> What you will do: Nothing in the data is to be left out; copy it exactly.

> Records supplied:
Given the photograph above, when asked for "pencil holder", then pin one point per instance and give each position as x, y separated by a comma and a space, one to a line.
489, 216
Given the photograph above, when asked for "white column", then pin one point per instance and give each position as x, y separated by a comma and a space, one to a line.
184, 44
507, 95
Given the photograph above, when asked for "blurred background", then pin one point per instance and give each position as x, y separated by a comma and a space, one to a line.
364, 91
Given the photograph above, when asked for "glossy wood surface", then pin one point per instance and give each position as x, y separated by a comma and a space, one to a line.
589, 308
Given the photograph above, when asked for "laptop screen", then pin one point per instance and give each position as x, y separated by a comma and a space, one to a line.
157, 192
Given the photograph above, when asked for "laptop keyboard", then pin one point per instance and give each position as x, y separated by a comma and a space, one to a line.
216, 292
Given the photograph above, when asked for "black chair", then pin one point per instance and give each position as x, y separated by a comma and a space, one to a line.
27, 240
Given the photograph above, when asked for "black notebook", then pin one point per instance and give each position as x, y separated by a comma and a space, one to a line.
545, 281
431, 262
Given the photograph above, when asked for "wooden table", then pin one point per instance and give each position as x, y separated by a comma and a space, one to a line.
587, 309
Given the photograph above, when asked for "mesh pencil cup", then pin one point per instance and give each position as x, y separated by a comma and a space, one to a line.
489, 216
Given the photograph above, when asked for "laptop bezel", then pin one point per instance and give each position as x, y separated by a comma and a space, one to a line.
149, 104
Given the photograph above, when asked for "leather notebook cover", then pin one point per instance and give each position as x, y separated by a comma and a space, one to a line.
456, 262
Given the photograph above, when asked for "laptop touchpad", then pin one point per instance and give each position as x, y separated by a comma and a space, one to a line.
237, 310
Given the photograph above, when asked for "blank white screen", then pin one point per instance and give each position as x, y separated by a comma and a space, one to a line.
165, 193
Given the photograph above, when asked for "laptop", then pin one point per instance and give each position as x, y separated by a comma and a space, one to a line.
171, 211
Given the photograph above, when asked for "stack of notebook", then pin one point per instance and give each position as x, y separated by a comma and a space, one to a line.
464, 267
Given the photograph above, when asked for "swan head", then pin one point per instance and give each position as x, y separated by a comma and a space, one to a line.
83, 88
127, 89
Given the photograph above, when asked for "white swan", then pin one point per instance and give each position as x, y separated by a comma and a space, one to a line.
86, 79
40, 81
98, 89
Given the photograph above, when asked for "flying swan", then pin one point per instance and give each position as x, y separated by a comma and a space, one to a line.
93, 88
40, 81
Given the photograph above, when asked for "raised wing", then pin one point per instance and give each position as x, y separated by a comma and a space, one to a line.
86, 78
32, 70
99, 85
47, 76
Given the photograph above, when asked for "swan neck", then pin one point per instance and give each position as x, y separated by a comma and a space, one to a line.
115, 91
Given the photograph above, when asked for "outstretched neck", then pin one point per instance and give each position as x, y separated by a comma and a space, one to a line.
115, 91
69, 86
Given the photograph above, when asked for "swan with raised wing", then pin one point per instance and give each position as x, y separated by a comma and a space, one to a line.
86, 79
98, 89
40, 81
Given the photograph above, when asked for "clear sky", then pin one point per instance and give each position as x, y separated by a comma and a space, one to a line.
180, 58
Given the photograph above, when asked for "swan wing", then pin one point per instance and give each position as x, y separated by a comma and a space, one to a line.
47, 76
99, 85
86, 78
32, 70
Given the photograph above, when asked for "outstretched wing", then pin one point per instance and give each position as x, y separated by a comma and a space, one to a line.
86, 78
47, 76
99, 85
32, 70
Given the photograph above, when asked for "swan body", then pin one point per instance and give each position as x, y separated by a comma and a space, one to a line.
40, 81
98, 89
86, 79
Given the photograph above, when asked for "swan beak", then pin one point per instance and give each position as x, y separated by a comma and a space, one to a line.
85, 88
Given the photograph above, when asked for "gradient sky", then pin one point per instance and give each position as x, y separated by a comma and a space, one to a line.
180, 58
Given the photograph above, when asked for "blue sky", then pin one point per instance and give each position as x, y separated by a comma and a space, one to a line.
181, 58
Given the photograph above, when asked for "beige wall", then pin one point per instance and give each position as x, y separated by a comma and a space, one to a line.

> Response below:
Given the photograph above, when asked for "pencil holder", then pin one point per instance and give each position as x, y separated by a comma and a space, one to a line.
489, 216
Given the photograph above, when asked for "white column", then pin one point per instance and give each position as x, y separated by a comma and a space, one to a line.
184, 44
507, 95
Given the photograph above, when asked for "blurred background", then pin one point per instance and give each position as x, y separated by a comma and a space, one to a line.
364, 91
Given the photograph above, when asked for "glossy wood surface", then pin one point per instance and give each position as x, y separated by a comma and a space, one to a line.
589, 308
Given the photograph above, when asked for "laptop screen", then pin one point per instance and give each position as x, y separated by a comma and a space, one to a line.
157, 192
Given the photograph above, when asked for "laptop keyboard", then pin one point per instance and give each position as x, y separated by a comma and a space, one to a line.
216, 292
Given the photograph above, when asked for "black chair", then pin one point per instance and give each position as x, y separated by a comma and a space, one to a line.
27, 240
Given the photograph above, when asked for "black notebook", then pin one point per instance and give each position as x, y separated by a comma and a space, one to a line.
545, 281
431, 262
Given the photograph above, when asked for "wooden table", then pin one point per instance and give each position as x, y separated by a comma and a space, one to a line.
587, 309
Given the photograph above, when asked for "mesh pencil cup", then pin one point per instance and give each position as x, y separated by a comma and a space, one to a line.
489, 216
Given the photograph above, when asked for "laptop bezel", then pin one point per instance and give each position as x, y separated by a comma and a space, one to a line.
149, 104
Given the photograph above, when asked for "leather notebook cover", then pin one point per instance and give each position as x, y separated by a comma and a space, one to a line.
456, 262
Given the photograph above, when asked for "laptop touchpad", then pin one point per instance and give each position as x, y separated by a comma and a space, one to a line.
237, 310
Given the photograph above, when asked for "blank white screen", then pin one point per instance and give each position as x, y separated by a comma and a space, one to a line.
165, 193
Given the photograph above, when asked for "laptop", then pin one point per instance and give each position as x, y separated by a comma and a space, one to a line.
171, 211
Given the photograph above, when asked for "stack of notebook", then pin one point per instance and give each position as x, y separated by a comma and a space, one to a line.
464, 267
Given the photograph above, when asked for "swan head", then pin one point per instance and give each position as x, y separated by a comma and a space, one to a line.
83, 88
127, 89
Given the photograph above, when asked for "white swan", then pin one point per instance and give each position as x, y separated by a comma and a space, one to a line.
86, 79
40, 81
98, 89
Given the photograph above, when asked for "flying swan", then pin one point per instance and give each position as x, y separated by a comma and a space, one to a line.
93, 88
40, 81
Given the photograph above, when asked for "raised wing", then pin one point per instance and give each position as x, y separated by a comma and a space, one to a line.
86, 78
32, 70
99, 85
47, 76
Given the photograph above, when asked for "swan neck", then pin one point per instance and give each position as x, y separated by a comma and a space, one to a line.
115, 91
Given the photograph above, when asked for "outstretched neck", then pin one point per instance and give each position as x, y separated by a comma and a space, one to a line.
115, 91
69, 86
Given the photograph above, when asked for "swan with raised wing", then pin one point per instance and give each position as x, y separated by a comma and a space, one to a line.
86, 79
98, 89
40, 81
Given the photograph above, when asked for "clear sky", then pin one point per instance and give each position as x, y separated by a comma and a space, one to a line.
180, 58
Given the photograph above, when asked for "swan wing", then pin one point per instance and give each position as x, y separated by a comma and a space, one to a line.
47, 76
99, 85
86, 78
32, 70
Given the photograph above, when asked for "outstretched wing", then pin one point per instance and give each position as x, y separated by a comma and a space, one to a line.
86, 78
47, 76
99, 85
32, 70
Given the photograph above, when asked for "swan body", then pin one point per instance and give each position as x, y separated by a comma and a space, one to a line.
40, 81
98, 89
86, 79
Given the photograph above, when asked for "swan beak", then pin one point per instance and give each position as x, y separated by a comma and a space, one to a line.
85, 88
Given the photograph above, when asked for "gradient sky", then pin one point per instance and give each position as x, y separated by a comma and a space, one to a line.
180, 58
Given the photograph above, when asked for "blue sky", then pin one point per instance and give each position as x, y separated by a comma and a space, one to a line.
181, 58
Given the photograph above, when asked for "beige wall", then pin one point per instance and give each position as x, y separated by a comma and a space, one to a line.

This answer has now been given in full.